Work to do:
From the line containing "the rose stem" through the line containing "288), (185, 262)]", reproduce the material with every "keypoint" replaced by "anchor point" and nothing else altered; give only those lines.

(Location identification entries)
◇ ◇ ◇ ◇ ◇ ◇ ◇
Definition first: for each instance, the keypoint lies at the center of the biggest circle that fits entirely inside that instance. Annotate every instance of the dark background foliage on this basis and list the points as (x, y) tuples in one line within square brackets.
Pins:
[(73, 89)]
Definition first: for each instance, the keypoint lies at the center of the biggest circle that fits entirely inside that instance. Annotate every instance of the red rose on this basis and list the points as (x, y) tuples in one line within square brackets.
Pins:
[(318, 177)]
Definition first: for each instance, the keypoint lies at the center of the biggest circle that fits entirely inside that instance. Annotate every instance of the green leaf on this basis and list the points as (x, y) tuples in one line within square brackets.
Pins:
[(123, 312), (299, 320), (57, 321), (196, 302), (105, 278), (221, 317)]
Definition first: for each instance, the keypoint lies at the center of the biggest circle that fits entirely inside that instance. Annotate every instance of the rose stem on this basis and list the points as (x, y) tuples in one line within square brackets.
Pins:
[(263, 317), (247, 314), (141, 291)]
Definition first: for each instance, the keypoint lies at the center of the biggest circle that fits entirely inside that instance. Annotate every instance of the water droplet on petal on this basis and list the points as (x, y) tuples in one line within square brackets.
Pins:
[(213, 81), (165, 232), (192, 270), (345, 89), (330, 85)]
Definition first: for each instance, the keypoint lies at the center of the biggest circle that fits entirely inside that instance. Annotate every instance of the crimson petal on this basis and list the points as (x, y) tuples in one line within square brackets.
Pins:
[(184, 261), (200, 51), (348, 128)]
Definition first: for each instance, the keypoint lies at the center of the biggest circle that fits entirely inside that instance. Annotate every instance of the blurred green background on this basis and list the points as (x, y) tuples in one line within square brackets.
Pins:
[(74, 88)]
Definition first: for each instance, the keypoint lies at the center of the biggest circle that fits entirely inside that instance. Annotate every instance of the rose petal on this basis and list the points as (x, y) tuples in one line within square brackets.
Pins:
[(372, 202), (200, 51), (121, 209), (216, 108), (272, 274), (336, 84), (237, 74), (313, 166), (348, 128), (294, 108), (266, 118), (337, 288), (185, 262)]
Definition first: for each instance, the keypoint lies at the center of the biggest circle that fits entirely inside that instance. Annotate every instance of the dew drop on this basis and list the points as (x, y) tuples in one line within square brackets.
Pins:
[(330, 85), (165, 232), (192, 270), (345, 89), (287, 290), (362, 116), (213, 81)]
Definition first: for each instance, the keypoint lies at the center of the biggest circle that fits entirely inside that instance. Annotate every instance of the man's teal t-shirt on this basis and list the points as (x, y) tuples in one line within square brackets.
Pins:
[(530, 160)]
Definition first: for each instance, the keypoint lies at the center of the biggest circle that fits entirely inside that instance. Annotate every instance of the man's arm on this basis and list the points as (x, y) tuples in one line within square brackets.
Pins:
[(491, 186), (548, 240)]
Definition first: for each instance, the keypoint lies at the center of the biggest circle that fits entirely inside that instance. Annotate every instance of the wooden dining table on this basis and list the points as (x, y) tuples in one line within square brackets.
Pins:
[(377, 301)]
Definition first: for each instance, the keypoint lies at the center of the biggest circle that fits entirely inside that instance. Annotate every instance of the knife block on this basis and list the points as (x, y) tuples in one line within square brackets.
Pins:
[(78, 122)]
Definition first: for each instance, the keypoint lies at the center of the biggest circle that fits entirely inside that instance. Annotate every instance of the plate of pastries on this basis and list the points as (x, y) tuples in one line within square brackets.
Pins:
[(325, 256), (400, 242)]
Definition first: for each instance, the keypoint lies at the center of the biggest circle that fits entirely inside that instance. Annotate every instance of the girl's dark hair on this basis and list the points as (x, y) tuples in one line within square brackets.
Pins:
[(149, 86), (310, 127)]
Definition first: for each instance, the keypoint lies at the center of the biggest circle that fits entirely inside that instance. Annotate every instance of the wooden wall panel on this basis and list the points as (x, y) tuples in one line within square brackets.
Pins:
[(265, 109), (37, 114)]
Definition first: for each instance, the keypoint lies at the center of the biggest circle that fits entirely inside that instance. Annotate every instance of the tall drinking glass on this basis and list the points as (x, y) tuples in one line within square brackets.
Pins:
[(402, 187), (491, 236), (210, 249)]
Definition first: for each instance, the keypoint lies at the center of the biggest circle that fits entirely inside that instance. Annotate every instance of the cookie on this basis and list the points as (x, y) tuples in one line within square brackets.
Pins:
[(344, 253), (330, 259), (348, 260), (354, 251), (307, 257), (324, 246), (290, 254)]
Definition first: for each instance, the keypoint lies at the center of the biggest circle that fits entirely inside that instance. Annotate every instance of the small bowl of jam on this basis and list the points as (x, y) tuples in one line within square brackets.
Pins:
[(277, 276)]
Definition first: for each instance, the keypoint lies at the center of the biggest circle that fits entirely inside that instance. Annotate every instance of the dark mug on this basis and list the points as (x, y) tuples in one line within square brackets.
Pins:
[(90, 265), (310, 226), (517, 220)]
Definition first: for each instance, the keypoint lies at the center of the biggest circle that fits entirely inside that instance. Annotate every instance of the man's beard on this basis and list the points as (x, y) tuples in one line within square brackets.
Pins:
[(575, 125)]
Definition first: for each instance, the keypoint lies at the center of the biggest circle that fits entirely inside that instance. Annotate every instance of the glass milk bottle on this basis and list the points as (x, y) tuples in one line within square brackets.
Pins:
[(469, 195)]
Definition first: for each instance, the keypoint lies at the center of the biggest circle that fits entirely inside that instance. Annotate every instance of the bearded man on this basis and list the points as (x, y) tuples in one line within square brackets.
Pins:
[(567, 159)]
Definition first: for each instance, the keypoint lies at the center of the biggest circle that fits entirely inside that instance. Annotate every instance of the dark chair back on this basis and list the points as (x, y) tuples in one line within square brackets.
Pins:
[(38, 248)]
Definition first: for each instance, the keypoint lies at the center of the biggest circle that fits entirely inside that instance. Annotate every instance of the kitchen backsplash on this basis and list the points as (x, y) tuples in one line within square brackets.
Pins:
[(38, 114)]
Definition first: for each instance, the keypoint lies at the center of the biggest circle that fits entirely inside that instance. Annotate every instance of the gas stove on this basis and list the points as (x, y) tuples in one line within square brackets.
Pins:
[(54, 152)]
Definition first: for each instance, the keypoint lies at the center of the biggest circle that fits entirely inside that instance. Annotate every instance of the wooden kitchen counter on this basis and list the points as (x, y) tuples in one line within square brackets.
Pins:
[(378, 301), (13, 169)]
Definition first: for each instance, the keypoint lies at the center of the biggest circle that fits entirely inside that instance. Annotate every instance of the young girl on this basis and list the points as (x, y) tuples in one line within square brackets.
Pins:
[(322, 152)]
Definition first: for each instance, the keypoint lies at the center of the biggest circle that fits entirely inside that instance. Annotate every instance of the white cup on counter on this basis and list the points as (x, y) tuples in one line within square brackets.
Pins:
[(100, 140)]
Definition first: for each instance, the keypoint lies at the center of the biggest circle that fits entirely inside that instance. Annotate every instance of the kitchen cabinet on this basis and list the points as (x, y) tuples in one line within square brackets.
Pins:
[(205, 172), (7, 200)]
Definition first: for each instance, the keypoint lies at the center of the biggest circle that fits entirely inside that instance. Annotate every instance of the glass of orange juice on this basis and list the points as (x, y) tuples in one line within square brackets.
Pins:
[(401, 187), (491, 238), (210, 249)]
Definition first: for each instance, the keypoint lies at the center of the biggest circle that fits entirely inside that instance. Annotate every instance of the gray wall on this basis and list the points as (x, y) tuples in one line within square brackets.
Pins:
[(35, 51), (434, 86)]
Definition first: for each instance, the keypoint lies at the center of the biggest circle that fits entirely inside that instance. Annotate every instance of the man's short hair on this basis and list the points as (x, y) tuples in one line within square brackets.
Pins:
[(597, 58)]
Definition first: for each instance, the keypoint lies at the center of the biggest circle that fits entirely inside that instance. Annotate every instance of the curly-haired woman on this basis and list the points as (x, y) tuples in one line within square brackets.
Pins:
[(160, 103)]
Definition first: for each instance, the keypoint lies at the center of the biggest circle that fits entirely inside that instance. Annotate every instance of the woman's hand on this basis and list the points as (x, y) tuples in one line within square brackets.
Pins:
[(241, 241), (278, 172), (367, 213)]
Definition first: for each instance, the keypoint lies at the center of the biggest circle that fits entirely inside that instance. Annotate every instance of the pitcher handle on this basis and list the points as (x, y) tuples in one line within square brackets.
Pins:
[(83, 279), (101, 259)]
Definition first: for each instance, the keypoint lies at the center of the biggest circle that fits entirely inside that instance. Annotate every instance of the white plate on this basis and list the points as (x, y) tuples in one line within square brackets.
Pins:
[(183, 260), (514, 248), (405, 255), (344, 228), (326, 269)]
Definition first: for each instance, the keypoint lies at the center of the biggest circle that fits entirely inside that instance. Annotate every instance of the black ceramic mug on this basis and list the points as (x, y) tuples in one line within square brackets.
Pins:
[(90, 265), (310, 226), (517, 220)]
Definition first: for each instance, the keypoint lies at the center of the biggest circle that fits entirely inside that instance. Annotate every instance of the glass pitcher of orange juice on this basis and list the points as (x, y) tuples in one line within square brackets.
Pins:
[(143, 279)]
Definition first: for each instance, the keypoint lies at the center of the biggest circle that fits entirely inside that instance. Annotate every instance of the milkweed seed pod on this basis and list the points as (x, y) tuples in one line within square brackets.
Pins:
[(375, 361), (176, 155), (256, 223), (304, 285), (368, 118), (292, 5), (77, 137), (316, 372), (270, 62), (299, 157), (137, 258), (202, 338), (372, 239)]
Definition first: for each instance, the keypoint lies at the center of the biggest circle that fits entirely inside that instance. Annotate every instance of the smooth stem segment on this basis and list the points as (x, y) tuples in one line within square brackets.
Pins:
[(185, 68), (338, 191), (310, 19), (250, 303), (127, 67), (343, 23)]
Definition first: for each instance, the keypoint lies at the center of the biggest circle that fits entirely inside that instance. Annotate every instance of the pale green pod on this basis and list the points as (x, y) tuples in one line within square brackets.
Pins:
◇ ◇ ◇ ◇ ◇ ◇ ◇
Reply to the task:
Definition first: for each instance, the anchor point lies at the center of the biggest circle that fits entirely inside that instance. Annotate every instance of the rose stem on this basis and list the points as (x, y) tuples in one line within square brackets.
Pins:
[(263, 317), (247, 314), (141, 291)]
Definition first: for each instance, the anchor point lies at the center of the biggest circle that fits entirely inside that instance. Annotate every instance of the water droplet on petal on this basis and list the points as (x, y) tuples in one line within square brackets.
Pins:
[(213, 81), (165, 232), (192, 270), (345, 89), (330, 85)]
Definition first: for each instance, the anchor point lies at the center of the biggest circle that fits entirely inside that instance. Annotate every instance of the crimson petal on this basis and list the points as (x, y) tuples in one line within square brackets.
Pins:
[(184, 261), (200, 51), (348, 128)]
Definition first: for each instance, the anchor point lies at the center of the biggest circle that fits entirely inside that instance. Annotate every instance of the blurred green background on this basis and list the points as (x, y) tuples in one line within square brackets.
Pins:
[(74, 88)]
Definition first: for each instance, the anchor point lies at the center of the biggest circle that fits entirely inside that instance. Annotate every instance of the rose petal on this basis and list the points as (x, y) tuples in one line within square brackets.
Pins:
[(372, 202), (200, 51), (121, 209), (216, 108), (272, 274), (336, 84), (237, 74), (313, 166), (348, 128), (294, 108), (266, 118), (337, 288), (185, 262)]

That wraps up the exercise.